演習用本文

< 創世記 12 >

1 爰にヱホバ、アブラムに言たまひけるは汝の國を出で汝の親族に別れ汝の父の家を離れて我が汝に示さん其地に至れ
De HEERE nu had tot Abram gezegd: Ga gij uit uw land, en uit uw maagschap, en uit uws vaders huis, naar het land, dat Ik u wijzen zal.
2 我汝を大なる國民と成し汝を祝み汝の名を大ならしめん汝は祉福の基となるべし
En Ik zal u tot een groot volk maken, en u zegenen, en uw naam groot maken; en wees een zegen!
3 我は汝を祝する者を祝し汝を詛ふ者を詛はん天下の諸の宗族汝によりて福禔を獲と
En Ik zal zegenen, die u zegenen, en vervloeken, die u vloekt; en in u zullen alle geslachten des aardrijks gezegend worden.
4 アブラム乃ちヱホバの自己に言たまひし言に從て出たりロト彼と共に行りアブラムはハランを出たる時七十五歳なりき
En Abram toog heen, gelijk de HEERE tot hem gesproken had; en Lot toog met hem; en Abram was vijf en zeventig jaren oud, toen hij uit Haran ging.
5 アブラム其妻サライと其弟の子ロトおよび其集めたる總の所有とハランにて獲たる人衆を携へてカナンの地に往んとて出で遂にカナンの地に至れり
En Abram nam Sarai, zijn huisvrouw, en Lot, zijns broeders zoon, en al hun have, die zij verworven hadden, en de zielen, die zij verkregen hadden in Haran; en zij togen uit, om te gaan naar het land Kanaan, en zij kwamen in het land Kanaan.
6 アブラム其地を經過てシケムの處に及びモレの橡樹に至れり其時にカナン人其地に住り
En Abram is doorgetogen in dat land, tot aan de plaats Sichem, tot aan het eikenbos More; en de Kanaanieten waren toen ter tijd in dat land.

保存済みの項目
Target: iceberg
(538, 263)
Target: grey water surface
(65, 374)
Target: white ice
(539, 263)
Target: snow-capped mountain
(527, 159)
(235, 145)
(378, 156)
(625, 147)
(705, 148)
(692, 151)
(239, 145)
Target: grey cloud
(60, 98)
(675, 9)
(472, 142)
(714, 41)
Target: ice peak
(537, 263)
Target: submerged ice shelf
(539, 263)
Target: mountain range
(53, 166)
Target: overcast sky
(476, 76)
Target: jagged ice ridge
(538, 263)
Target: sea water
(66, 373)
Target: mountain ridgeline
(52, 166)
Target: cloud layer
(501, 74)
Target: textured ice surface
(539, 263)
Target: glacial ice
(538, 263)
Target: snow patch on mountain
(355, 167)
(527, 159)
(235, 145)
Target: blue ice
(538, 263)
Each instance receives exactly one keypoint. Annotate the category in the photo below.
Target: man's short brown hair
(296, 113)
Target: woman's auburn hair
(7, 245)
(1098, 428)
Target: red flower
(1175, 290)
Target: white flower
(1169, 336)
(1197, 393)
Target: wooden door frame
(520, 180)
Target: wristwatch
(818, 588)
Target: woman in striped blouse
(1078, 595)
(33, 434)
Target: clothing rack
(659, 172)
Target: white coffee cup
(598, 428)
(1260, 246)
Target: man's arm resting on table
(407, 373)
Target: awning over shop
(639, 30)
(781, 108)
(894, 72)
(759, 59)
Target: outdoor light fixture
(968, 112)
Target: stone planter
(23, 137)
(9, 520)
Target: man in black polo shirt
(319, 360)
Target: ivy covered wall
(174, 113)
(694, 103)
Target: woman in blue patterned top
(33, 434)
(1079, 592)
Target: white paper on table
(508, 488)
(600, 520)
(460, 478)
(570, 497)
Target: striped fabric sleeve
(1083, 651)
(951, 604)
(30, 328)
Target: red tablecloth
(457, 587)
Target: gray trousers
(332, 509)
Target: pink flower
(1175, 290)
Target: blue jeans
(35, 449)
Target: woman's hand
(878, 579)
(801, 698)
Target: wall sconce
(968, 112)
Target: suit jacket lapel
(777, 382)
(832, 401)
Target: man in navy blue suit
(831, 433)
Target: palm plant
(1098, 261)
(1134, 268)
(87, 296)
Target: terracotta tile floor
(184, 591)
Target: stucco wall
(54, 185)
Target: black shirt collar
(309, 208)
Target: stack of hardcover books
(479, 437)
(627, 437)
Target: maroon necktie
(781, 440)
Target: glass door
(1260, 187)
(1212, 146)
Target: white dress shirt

課題内容
a) 創世記12章の本文について、次の各問いに答えてください。
(i) アブラムはハランを出た時に何歳でしたか。
(ii) アブラムと共に行ったのは誰ですか。
(iii) アブラムはシケムの処に及び、どこに至りましたか。
b) 創世記12章の本文のうち、「3 我は汝を祝する者を祝し汝を詛ふ者を詛はん天下の諸の宗族汝によりて福禔を獲と」から「het land Kanaan.」までの箇所を一字一句違えずに書き写してください。
c) 創世記12章の本文を、最後に示された文の後から書き継いでください。

課題別解答
a)
(i) 七十五歳
(ii) ロト
(iii) モレの橡樹

b)
3 我は汝を祝する者を祝し汝を詛ふ者を詛はん天下の諸の宗族汝によりて福禔を獲と
En Ik zal zegenen, die u zegenen, en vervloeken, die u vloekt; en in u zullen alle geslachten des aardrijks gezegend worden.
4 アブラム乃ちヱホバの自己に言たまひし言に從て出たりロト彼と共に行りアブラムはハランを出たる時七十五歳なりき
En Abram toog heen, gelijk de HEERE tot hem gesproken had; en Lot toog met hem; en Abram was vijf en zeventig jaren oud, toen hij uit Haran ging.
5 アブラム其妻サライと其弟の子ロトおよび其集めたる總の所有とハランにて獲たる人衆を携へてカナンの地に往んとて出で遂にカナンの地に至れり
En Abram nam Sarai, zijn huisvrouw, en Lot, zijns broeders zoon, en al hun have, die zij verworven hadden, en de zielen, die zij verkregen hadden in Haran; en zij togen uit, om te gaan naar het land Kanaan, en zij kwamen in het land Kanaan.

c)
7 茲にヱホバ、アブラムに顯現れて我汝の苗裔に此地に與へんといひたまへり彼處にて彼己に顯現れたまひしヱホバに壇を築けり
Zo verscheen de HEERE aan Abram, en zeide: Aan uw zaad zal Ik dit land geven. Toen bouwde hij aldaar een altaar den HEERE, Die hem verschenen was.
8 彼其處よりベテルの東の山に移りて其天幕を張り西にベテル東にアイありき彼處にて彼ヱホバに壇を築きヱホバの名を龥り
En hij brak op van daar naar het gebergte, tegen het oosten van Beth-El, en hij sloeg zijn tent op, zijnde Beth-El tegen het westen, en Ai tegen het oosten; en hij bouwde daar den HEERE een altaar, en riep den Naam des HEEREN aan.
9 アブラム尚進て南に遷れり
Daarna vertrok Abram, gaande en trekkende naar het zuiden.
10 茲に饑饉其地にありければアブラム、エジプトに寄寓らんとて彼處に下れり其は饑饉其地に甚しかりければなり
En er was honger in dat land; zo toog Abram af naar Egypte, om daar als een vreemdeling te verkeren, dewijl de honger zwaar was in dat land.
11 彼近く來りてエジプトに入んとする時其妻サライに言けるは視よ我汝を觀て美麗き婦人なるを知る
En het geschiedde, als hij naderde, om in Egypte te komen, dat hij zeide tot Sarai, zijn huisvrouw: Zie toch, ik weet, dat gij een vrouw zijt, schoon van aangezicht.
12 是故にエジプト人汝を見る時是は彼の妻なりと言て我を殺さん然ど汝をば生存かん
En het zal geschieden, als u de Egyptenaars zullen zien, zo zullen zij zeggen: Dat is zijn huisvrouw; en zij zullen mij doden, en u in het leven behouden.
13 請ふ汝わが妹なりと言へ然ば我汝の故によりて安にしてわが命汝のために生存ん
Zeg toch: Gij zijt mijn zuster; opdat het mij wel ga om u, en mijn ziel om uwentwil leve.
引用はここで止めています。